Copy out the final stretch of the listing: the line that contains "Mark the mist" and all lines after it, exactly as they appear.

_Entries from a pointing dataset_
^^^^
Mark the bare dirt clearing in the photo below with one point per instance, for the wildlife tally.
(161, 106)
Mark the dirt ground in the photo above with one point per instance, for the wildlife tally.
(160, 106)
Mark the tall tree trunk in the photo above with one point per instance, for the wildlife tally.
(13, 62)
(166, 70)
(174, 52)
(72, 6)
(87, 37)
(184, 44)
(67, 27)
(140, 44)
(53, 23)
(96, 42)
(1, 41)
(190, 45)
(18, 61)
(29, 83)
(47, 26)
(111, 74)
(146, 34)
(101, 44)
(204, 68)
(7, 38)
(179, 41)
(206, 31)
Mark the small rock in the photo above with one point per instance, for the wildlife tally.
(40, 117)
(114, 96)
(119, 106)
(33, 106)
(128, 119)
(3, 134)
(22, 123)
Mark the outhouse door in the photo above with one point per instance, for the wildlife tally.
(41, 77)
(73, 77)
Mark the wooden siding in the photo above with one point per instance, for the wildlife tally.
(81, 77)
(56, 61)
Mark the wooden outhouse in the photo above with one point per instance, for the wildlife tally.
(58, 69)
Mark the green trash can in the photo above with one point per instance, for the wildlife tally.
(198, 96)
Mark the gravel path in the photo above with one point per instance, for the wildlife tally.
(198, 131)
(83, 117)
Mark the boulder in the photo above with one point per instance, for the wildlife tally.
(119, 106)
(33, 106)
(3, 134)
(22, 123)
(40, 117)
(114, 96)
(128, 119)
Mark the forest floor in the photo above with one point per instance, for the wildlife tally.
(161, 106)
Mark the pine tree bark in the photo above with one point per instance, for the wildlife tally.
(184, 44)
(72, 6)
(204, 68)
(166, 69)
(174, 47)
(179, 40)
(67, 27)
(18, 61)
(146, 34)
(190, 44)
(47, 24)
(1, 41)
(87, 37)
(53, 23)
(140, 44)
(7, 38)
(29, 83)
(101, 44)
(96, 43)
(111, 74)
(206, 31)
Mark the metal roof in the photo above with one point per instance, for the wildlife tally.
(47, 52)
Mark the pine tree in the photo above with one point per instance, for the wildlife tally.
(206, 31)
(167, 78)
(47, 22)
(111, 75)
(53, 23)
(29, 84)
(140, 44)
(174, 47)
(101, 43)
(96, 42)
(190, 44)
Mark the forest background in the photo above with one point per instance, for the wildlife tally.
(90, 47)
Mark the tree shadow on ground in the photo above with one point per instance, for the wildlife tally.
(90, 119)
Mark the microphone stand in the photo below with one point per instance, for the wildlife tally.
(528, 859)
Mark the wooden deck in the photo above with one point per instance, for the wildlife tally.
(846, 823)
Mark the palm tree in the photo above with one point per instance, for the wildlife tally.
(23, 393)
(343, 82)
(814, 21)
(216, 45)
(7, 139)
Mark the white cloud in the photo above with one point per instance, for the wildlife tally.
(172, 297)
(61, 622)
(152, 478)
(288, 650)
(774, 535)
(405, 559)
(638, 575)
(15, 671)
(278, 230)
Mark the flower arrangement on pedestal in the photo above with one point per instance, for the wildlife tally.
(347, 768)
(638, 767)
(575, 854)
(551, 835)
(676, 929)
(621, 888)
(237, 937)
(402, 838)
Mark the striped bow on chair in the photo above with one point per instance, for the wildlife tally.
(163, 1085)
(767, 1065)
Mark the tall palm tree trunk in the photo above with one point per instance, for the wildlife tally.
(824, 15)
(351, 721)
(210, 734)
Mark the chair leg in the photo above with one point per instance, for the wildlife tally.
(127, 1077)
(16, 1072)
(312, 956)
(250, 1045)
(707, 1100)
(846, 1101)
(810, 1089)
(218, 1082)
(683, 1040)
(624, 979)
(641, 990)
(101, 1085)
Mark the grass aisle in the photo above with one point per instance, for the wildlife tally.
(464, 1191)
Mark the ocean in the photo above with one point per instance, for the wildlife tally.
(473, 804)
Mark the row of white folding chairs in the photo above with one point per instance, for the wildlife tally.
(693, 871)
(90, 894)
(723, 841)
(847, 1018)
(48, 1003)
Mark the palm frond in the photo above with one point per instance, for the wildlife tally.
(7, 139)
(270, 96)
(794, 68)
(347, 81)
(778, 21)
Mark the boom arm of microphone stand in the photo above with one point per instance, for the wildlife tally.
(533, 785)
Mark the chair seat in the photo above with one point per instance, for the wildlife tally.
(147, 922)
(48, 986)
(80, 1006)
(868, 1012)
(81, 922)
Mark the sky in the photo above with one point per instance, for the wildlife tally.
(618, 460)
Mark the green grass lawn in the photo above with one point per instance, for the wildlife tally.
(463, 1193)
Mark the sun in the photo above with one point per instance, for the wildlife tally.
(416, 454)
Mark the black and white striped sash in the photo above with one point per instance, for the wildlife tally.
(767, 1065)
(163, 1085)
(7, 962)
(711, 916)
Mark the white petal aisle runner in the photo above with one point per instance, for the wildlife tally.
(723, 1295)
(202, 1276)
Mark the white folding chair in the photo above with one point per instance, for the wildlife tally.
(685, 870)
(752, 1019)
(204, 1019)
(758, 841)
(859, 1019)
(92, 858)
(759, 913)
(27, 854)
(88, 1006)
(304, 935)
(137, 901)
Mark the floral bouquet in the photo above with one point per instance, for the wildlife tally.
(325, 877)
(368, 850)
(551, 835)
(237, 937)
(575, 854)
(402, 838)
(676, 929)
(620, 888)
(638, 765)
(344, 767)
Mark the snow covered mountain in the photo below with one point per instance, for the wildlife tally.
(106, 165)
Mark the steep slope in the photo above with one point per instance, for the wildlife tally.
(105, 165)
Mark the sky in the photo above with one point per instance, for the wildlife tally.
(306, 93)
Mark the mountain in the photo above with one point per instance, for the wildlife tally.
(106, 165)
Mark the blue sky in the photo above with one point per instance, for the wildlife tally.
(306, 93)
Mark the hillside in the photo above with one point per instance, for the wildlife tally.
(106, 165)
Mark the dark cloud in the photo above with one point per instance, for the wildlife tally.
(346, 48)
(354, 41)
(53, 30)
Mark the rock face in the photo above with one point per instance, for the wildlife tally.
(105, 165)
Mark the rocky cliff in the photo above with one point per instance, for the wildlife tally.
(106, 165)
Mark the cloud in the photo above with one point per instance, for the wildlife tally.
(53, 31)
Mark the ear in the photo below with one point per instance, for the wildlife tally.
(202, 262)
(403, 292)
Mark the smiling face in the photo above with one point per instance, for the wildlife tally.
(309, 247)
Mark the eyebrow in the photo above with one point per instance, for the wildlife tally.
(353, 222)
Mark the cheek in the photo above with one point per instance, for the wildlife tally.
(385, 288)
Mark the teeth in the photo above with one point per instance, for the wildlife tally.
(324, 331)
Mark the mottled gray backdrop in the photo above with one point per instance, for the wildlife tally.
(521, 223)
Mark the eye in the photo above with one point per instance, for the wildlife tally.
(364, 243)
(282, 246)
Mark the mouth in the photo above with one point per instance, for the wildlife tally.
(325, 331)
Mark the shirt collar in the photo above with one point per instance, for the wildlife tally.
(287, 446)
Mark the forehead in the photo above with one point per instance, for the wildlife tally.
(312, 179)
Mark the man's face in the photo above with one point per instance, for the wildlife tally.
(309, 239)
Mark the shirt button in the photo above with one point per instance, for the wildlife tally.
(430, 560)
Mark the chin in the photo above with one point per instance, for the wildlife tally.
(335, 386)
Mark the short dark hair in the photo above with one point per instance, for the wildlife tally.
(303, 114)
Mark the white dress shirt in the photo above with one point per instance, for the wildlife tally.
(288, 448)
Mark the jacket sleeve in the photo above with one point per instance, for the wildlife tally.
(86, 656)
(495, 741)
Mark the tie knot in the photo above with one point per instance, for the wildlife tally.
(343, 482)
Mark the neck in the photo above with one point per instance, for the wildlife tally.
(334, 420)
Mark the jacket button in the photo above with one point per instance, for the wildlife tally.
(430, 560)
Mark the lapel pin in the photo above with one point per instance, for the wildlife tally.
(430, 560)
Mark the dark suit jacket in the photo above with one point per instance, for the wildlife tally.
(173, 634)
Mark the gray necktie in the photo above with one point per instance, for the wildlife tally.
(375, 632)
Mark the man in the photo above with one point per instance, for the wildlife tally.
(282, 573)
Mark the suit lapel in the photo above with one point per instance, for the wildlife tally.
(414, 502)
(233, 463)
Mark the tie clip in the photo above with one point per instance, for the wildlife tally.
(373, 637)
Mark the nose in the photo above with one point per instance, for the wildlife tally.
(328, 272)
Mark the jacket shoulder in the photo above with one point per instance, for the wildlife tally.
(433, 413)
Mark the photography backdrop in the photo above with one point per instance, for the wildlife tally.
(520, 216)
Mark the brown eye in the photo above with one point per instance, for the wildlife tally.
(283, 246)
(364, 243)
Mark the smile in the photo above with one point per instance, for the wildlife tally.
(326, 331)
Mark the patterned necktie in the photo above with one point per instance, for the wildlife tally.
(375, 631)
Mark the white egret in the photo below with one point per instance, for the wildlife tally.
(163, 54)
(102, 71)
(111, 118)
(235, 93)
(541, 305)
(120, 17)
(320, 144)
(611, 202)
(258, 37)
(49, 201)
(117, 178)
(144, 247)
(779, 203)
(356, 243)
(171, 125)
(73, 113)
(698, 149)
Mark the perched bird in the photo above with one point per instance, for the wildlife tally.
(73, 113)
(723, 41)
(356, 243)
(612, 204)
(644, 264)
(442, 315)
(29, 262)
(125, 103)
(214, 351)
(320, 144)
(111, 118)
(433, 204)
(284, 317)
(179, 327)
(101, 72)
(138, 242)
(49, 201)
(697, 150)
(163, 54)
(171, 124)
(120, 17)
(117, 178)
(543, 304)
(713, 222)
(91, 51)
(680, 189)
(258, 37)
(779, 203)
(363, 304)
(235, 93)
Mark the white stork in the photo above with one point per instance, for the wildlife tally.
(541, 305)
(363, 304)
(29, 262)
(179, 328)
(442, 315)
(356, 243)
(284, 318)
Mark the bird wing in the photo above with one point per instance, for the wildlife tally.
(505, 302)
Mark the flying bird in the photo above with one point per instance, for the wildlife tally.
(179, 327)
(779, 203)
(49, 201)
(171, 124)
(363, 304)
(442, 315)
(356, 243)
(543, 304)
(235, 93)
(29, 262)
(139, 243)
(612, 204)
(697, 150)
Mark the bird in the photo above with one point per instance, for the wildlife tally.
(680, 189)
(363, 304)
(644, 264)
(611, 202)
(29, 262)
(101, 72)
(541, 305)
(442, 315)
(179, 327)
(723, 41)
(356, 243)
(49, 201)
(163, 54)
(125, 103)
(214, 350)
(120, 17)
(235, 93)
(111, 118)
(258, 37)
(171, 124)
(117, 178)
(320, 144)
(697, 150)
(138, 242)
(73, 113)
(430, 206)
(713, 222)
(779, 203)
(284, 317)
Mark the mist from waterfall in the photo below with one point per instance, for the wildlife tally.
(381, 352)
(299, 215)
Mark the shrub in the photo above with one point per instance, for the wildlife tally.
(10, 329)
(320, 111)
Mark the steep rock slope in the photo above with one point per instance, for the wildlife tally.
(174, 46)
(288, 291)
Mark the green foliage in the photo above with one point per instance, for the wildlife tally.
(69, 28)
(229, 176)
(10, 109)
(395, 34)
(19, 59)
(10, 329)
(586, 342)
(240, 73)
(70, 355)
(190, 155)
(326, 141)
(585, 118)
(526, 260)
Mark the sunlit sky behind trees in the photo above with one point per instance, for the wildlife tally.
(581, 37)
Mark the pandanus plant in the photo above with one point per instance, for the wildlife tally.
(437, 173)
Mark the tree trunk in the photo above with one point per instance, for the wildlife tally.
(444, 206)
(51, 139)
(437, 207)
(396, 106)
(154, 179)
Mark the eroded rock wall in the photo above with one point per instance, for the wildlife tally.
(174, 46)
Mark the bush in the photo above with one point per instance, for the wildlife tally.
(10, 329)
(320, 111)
^^^^
_Problem solution_
Mark the mist from waterfall in the photo below with one point per instance, for the wildlife tally.
(381, 352)
(299, 215)
Mark the shrub in the photo above with one point per instance, for the wildlife tally.
(10, 329)
(320, 111)
Mark the steep rock slope in the photo above with one point per instance, for the wildlife tally.
(174, 46)
(288, 291)
Mark the green foliage in the photo above with one point per instance, for the wildlife tally.
(69, 28)
(229, 176)
(10, 109)
(395, 34)
(19, 59)
(10, 329)
(586, 342)
(240, 73)
(70, 355)
(190, 155)
(326, 141)
(585, 118)
(526, 260)
Mark the sunlit sky behind trees in the photo above with one point per instance, for the wildlife tally.
(581, 37)
Mark the pandanus plant in the photo above with one point per instance, for the wildlife tally.
(437, 173)
Mark the tree trunk in the photo above with one point per instance, for the wildlife tally.
(444, 206)
(51, 139)
(437, 207)
(396, 106)
(154, 179)
Mark the eroded rock wall in the photo above with one point per instance, for the wildlife tally.
(174, 46)
Mark the bush in the photo above with one point per instance, for the wildlife tally.
(10, 329)
(320, 111)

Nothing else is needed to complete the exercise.